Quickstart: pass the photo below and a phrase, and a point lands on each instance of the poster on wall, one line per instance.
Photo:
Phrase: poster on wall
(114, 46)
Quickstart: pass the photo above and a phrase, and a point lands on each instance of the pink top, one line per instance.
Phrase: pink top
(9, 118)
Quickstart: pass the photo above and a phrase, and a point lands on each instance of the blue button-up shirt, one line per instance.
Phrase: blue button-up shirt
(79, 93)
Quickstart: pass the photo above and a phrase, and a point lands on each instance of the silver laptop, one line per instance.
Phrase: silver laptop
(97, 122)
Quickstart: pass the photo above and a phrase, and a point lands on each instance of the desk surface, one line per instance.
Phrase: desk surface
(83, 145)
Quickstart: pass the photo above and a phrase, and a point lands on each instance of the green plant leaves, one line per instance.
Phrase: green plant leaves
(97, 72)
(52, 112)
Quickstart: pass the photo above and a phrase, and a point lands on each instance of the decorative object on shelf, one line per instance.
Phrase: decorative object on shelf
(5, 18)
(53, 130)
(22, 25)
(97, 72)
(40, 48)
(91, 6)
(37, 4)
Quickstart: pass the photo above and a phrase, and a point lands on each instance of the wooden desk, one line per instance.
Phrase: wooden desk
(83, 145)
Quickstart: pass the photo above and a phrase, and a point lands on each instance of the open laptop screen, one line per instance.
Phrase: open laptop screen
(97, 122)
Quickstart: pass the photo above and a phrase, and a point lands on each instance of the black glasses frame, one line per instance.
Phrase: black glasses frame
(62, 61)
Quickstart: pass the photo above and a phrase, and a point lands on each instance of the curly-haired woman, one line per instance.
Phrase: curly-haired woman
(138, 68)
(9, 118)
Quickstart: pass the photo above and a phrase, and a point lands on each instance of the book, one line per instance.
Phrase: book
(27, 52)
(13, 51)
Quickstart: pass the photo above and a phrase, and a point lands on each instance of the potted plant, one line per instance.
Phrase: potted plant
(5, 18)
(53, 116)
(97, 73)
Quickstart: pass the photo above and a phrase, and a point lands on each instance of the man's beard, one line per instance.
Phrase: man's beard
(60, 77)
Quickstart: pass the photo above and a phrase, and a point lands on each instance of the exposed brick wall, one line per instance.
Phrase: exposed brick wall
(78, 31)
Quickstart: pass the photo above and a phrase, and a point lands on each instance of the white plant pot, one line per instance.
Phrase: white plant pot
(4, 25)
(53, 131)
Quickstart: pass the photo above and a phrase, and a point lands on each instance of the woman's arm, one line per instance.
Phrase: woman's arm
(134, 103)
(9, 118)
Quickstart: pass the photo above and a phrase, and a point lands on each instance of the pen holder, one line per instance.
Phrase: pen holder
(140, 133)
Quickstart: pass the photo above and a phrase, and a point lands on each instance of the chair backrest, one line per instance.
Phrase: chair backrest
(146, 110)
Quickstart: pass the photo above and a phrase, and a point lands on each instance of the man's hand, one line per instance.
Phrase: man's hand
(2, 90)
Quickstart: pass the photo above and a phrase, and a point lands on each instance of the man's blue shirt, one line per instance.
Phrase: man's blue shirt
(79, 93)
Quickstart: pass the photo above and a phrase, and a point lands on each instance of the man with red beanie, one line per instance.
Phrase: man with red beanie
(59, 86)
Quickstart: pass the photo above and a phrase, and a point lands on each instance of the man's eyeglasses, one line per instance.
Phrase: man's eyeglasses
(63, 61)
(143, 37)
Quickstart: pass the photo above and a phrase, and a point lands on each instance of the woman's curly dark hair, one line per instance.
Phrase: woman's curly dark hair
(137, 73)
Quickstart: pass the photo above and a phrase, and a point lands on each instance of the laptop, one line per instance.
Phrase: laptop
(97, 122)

● ● ● ●

▶ _Problem details_
Extract the full listing above without alteration.

▶ _Answer to the exercise_
Quickstart: pass the photo below and a phrase, and a point lands on each instance of the poster on wall, one line per instance.
Photo:
Phrase: poster on wall
(114, 46)
Quickstart: pass the photo above and a phrase, and a point lands on each instance of the pink top, one line per instance.
Phrase: pink top
(9, 118)
Quickstart: pass the photo above and a phrase, and a point lands on each instance of the blue button-up shirt, one line per instance.
Phrase: blue button-up shirt
(79, 93)
Quickstart: pass the photo above and a phrase, and a point lands on each instance of the silver laptop, one line per instance.
Phrase: silver laptop
(97, 122)
Quickstart: pass the photo above and a phrase, and a point lands on each instance of the desk surface, one line per instance.
Phrase: desk surface
(83, 145)
Quickstart: pass the photo above and a phrase, and a point lands on each instance of the green plant leaves, one line per instance.
Phrase: green plant leaves
(97, 72)
(52, 112)
Quickstart: pass the photo above and a phrase, and a point lands on each instance of the decorative object on shelf, one line per instance.
Phrase: decorative object on shelf
(5, 18)
(53, 130)
(22, 25)
(97, 72)
(40, 48)
(91, 6)
(37, 4)
Quickstart: pass the photo above and a phrase, and a point lands on each instance of the wooden desk, one line per instance.
Phrase: wooden desk
(83, 145)
Quickstart: pass the photo above and a phrase, and a point lands on each instance of the open laptop screen, one line per instance.
Phrase: open laptop screen
(97, 122)
Quickstart: pass the photo above and a phrase, and a point lands on each instance of the black glasses frame, one line per instance.
Phrase: black glasses frame
(62, 61)
Quickstart: pass the photo above and a phrase, and a point lands on each instance of the curly-haired woman, one line per instance.
Phrase: curly-haired woman
(138, 68)
(9, 118)
Quickstart: pass the photo above and a phrase, and a point lands on each instance of the book, one line per instance.
Phrase: book
(27, 52)
(13, 51)
Quickstart: pass the photo above and a phrase, and a point lands on each instance of the potted plant, one line per instance.
Phrase: potted plant
(5, 18)
(53, 116)
(97, 73)
Quickstart: pass the photo above and a phrase, and a point lands on each instance of the man's beard, one line per instance.
Phrase: man's beard
(60, 77)
Quickstart: pass the photo above and a phrase, and a point lands on each instance of the exposed brick wall, one line per instance.
Phrase: exposed brick wall
(78, 31)
Quickstart: pass the photo above and a phrase, and a point lands on each instance of the white plant pot, one line per instance.
Phrase: white plant pot
(4, 25)
(53, 131)
Quickstart: pass the photo above and a phrase, and a point lands on each instance of the woman's arm, one line per instance.
Phrase: woman's arm
(134, 103)
(9, 118)
Quickstart: pass the photo above and a phrase, and a point lands on each instance of the pen holder, one line per instance.
Phrase: pen holder
(140, 133)
Quickstart: pass the photo above and a phrase, and a point lands on each instance of the chair backrest, one line per instance.
Phrase: chair backrest
(146, 110)
Quickstart: pass the photo above and a phrase, and a point lands on each instance of the man's hand, one line per instance.
Phrase: man's hand
(2, 90)
Quickstart: pass the photo above and a phrase, and a point lands on each instance of the man's blue shirt, one line per instance.
Phrase: man's blue shirt
(79, 93)
Quickstart: pass the photo above and a phrase, and a point lands on each instance of the man with red beanie, one line per instance.
Phrase: man with red beanie
(59, 86)
Quickstart: pass the photo above and a phrase, and a point lands on each instance of the man's eyeglasses, one line per instance.
Phrase: man's eyeglasses
(63, 61)
(143, 37)
Quickstart: pass the photo above and a phrase, and a point lands on each instance of the woman's curly dark hair, one line per instance.
Phrase: woman's curly dark hair
(137, 73)
Quickstart: pass the photo above and a phrase, and a point lands on each instance of the laptop, one line per instance.
Phrase: laptop
(97, 122)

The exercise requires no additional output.